EXERCISE PROMPT — Could you transcribe each entry below exactly, minus the images?

-------- MATERIALS PROVIDED

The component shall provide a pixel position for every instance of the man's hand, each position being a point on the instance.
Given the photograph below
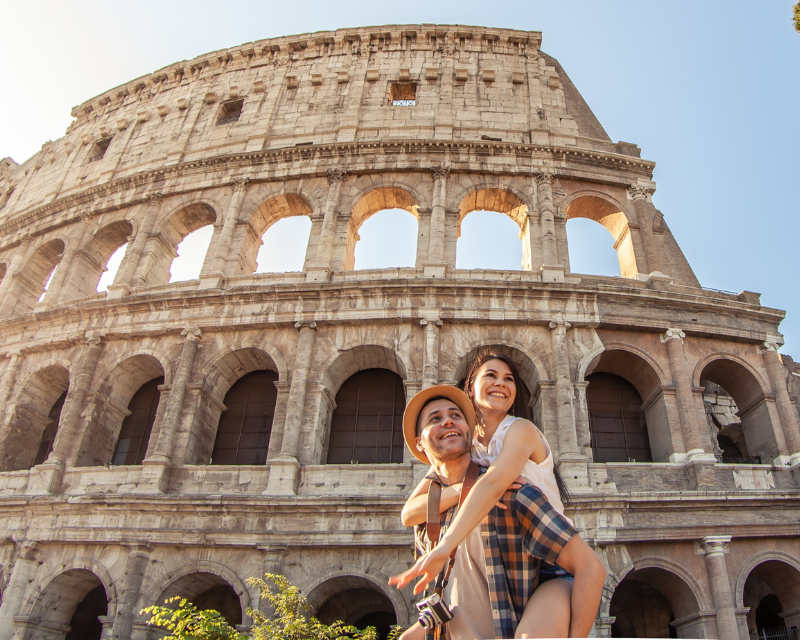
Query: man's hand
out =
(428, 566)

----------------

ANSWER TO THIS TASK —
The component shall provide a pixel position for every instance of the man's hand, each position being a point on the instance.
Given the photograph below
Query: man's hand
out =
(428, 566)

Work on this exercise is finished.